(DIRECTIONS FOR THIS TASK):
Restate the material verbatim, every line included.

(DATA SHOWN):
════════

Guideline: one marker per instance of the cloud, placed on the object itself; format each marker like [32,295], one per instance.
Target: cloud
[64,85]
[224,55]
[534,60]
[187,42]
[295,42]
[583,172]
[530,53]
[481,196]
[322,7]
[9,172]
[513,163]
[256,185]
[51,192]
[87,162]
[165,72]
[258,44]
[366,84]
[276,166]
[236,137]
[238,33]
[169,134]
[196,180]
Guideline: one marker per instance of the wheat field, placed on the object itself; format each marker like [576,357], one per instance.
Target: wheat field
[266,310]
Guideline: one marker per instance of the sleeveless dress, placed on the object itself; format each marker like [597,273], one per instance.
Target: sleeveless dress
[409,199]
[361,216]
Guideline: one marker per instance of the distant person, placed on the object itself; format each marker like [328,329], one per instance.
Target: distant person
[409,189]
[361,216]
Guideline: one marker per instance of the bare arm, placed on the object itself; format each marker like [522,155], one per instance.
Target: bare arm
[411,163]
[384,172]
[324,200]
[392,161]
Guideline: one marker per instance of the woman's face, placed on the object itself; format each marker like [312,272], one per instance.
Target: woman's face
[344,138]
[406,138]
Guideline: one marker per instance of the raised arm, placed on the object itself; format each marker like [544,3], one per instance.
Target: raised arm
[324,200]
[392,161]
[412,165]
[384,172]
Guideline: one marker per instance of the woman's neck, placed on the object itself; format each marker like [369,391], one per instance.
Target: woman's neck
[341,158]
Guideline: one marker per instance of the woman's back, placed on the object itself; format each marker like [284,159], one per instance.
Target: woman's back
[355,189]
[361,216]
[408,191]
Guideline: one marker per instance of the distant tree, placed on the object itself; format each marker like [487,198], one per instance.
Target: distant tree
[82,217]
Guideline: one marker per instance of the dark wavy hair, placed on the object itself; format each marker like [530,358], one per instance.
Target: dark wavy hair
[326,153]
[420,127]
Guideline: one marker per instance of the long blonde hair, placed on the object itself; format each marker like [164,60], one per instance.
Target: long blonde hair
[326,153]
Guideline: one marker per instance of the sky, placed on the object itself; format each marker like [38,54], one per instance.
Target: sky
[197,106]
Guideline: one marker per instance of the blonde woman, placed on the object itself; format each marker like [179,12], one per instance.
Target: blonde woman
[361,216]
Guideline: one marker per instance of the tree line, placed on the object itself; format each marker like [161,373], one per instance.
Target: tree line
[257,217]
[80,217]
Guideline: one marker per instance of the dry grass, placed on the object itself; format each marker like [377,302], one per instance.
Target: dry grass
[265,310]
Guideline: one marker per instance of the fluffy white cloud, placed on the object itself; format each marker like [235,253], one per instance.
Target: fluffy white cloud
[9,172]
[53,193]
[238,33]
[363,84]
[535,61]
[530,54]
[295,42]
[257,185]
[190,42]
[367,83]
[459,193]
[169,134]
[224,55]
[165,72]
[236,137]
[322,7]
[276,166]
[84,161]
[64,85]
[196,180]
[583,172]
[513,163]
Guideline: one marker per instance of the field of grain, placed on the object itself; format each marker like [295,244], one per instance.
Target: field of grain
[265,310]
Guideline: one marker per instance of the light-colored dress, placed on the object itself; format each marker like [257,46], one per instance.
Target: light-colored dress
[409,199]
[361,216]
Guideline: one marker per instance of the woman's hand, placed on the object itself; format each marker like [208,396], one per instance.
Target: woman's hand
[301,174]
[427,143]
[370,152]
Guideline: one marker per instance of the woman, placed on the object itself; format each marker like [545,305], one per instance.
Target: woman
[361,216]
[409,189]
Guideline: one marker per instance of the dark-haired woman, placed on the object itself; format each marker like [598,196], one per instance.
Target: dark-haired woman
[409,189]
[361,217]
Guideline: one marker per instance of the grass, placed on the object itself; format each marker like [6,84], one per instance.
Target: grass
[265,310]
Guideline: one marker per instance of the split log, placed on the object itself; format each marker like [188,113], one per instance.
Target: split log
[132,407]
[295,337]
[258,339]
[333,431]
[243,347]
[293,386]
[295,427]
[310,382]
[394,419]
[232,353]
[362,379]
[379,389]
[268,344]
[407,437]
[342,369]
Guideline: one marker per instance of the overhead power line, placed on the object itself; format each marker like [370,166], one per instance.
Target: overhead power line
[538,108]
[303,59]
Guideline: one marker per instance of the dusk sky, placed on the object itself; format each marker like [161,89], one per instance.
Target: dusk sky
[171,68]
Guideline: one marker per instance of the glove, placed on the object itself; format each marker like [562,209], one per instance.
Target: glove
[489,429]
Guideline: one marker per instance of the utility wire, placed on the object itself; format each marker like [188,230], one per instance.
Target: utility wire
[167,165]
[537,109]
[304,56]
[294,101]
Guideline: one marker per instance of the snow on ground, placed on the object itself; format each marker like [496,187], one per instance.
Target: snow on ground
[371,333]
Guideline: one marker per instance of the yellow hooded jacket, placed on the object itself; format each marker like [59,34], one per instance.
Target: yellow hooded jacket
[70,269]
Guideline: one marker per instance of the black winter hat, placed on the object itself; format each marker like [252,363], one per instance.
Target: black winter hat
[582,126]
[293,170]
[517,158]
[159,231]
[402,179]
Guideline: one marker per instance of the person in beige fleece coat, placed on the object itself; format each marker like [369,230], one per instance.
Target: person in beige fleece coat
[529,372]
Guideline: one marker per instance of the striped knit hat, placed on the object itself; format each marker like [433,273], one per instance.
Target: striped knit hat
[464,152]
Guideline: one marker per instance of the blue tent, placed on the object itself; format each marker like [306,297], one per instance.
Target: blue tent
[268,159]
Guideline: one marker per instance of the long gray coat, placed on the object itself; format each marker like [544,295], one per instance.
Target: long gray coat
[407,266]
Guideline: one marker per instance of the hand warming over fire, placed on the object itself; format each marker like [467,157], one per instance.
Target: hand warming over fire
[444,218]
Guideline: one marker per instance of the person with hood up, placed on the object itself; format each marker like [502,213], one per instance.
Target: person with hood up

════════

(OUTPUT OF THE TASK):
Guideline: one marker per instance of the cloud, placed on the object itself; format each marker like [32,295], one per instance.
Target: cloud
[64,85]
[224,55]
[534,60]
[187,42]
[295,42]
[583,172]
[530,53]
[481,196]
[322,7]
[9,172]
[513,163]
[256,185]
[51,192]
[87,162]
[165,72]
[258,44]
[366,84]
[276,166]
[236,137]
[238,33]
[169,134]
[196,180]
Guideline: one marker per instance of the wheat field, placed on the object itself; format each marker like [576,357], one per instance.
Target: wheat field
[266,310]
Guideline: one marker per instance of the sleeveless dress, placed on the object itself; format each marker like [597,273], one per instance.
Target: sleeveless dress
[409,199]
[361,216]
Guideline: one marker per instance of the distant person, placed on the object itself; format each marker like [328,329], one per instance.
Target: distant person
[409,189]
[361,216]
Guideline: one marker per instance of the bare arm, placed on the object itself; format each marker like [522,155], one per instance.
Target: bare arm
[411,163]
[384,172]
[324,200]
[392,161]
Guideline: one marker per instance of the woman's face, placed on the object itself; format each marker like [312,272], one per instance.
Target: woman's face
[344,138]
[406,138]
Guideline: one marker per instance of the raised arm, placed on the object itself; format each marker like [544,3], one per instance.
Target: raised arm
[324,200]
[392,161]
[412,165]
[384,172]
Guideline: one marker per instance of the woman's neck, placed on the object itself; format each marker like [369,391], one per instance.
Target: woman's neck
[341,158]
Guideline: one marker per instance of the woman's back, placed on the object itself; format each marker like [284,159], one per instance.
Target: woman's back
[355,189]
[361,216]
[408,191]
Guideline: one marker per instance of the distant tree, placed on the object itself; format each marker like [487,198], one per instance.
Target: distant tree
[82,217]
Guideline: one marker per instance of the dark wavy hair, placed on the object itself; format each marker like [530,358], one per instance.
Target: dark wavy hair
[326,153]
[420,127]
Guideline: one marker per instance of the long blonde hair, placed on the object itself; format each marker like [164,60], one per instance.
Target: long blonde hair
[326,153]
Guideline: one marker per instance of the sky, placed on the object itself; format each marker like [38,54], one per instance.
Target: sky
[197,106]
Guideline: one marker per instance of the blonde woman, placed on the object itself; format each marker like [179,12], one per instance.
Target: blonde woman
[361,216]
Guideline: one marker per instance of the tree line, placed on the object itself; format each marker like [161,373], one per instance.
Target: tree line
[257,217]
[80,217]
Guideline: one marker per instance of the dry grass, placed on the object itself; format each marker like [377,302], one per instance.
Target: dry grass
[265,310]
Guideline: one marker per instance of the fluffy white cloud, placed on the object itself; format each marker like [235,253], one per instance.
Target: fluffy white cloud
[9,172]
[53,193]
[238,33]
[363,84]
[535,61]
[530,54]
[295,42]
[257,185]
[190,42]
[367,83]
[459,193]
[169,134]
[224,55]
[165,72]
[236,137]
[322,7]
[276,166]
[84,161]
[64,85]
[196,180]
[583,172]
[513,163]
Guideline: one marker per instance of the field of grain, placed on the object itself; format each marker like [295,244], one per instance.
Target: field of grain
[265,310]
Guideline: one marker per instance of the light-colored dress, placed on the object itself; format each marker like [257,46], one per instance.
Target: light-colored dress
[409,199]
[361,216]
Guideline: one marker per instance of the woman's hand, placed on the object itself; format each marker like [208,396], one per instance.
Target: woman's hand
[301,174]
[427,143]
[370,152]
Guideline: one marker per instance of the woman, placed on the object itself; format each marker like [545,305], one per instance.
Target: woman
[361,216]
[409,189]
Guideline: one marker per instance of the dark-haired woman, placed on the object itself; format each marker like [598,196], one per instance.
Target: dark-haired woman
[409,189]
[361,217]
Guideline: one marker per instance of the grass, placed on the object itself; format each marker like [6,84], one per instance.
Target: grass
[265,310]
Guideline: one marker per instance of the split log, placed on the object itself; format each marker like [188,113], one per instance.
Target: split log
[132,407]
[295,337]
[258,339]
[333,431]
[243,347]
[293,386]
[295,427]
[310,382]
[394,419]
[232,353]
[362,379]
[379,389]
[268,344]
[407,437]
[342,369]
Guideline: one marker per instance of the overhead power line, placed on the object itself; format each marker like [370,166], one per instance.
Target: overhead power line
[538,108]
[303,59]
Guideline: one marker per instance of the dusk sky, placed on the object itself; format each marker like [161,89], one per instance.
Target: dusk sky
[171,68]
Guideline: one marker per instance of the glove, placed on the object itself; format each marker like [562,209], one per instance.
Target: glove
[489,429]
Guideline: one marker per instance of the utility wire, placed on the object itself; format each marker like [188,230], one per instance.
Target: utility wire
[167,165]
[537,109]
[304,56]
[294,101]
Guideline: one marker per instance of the snow on ground, placed on the object itself; format each marker like [496,187], one per instance.
Target: snow on ground
[371,333]
Guideline: one marker per instance of the yellow hooded jacket, placed on the object itself; format each marker like [59,34], one per instance.
Target: yellow hooded jacket
[70,269]
Guideline: one marker per instance of the black winter hat, placed on the object itself; format each marker like [252,363], one per instance.
Target: black winter hat
[582,126]
[293,170]
[517,158]
[159,231]
[402,179]
Guideline: one marker per instance of the person in beige fleece coat, placed on the object itself; format each marker like [369,230], one per instance.
Target: person in beige fleece coat
[529,372]
Guideline: one marker per instance of the striped knit hat, placed on the object itself; format each marker like [433,273], one per instance.
Target: striped knit hat
[464,152]
Guideline: one marker per instance of the blue tent, placed on the object itself; format each marker like [306,297], one per instance.
Target: blue tent
[268,159]
Guideline: one marker per instance of the long gray coat, placed on the object itself; format each marker like [544,295], one per instance.
Target: long gray coat
[407,266]
Guideline: one marker per instance of the hand warming over fire, placed on the object itself; format each marker like [467,157], one per instance.
Target: hand warming over fire
[444,218]
Guideline: one marker per instance of the person with hood up, placed on the object itself; format each marker like [502,213], one per instance.
Target: person with hood up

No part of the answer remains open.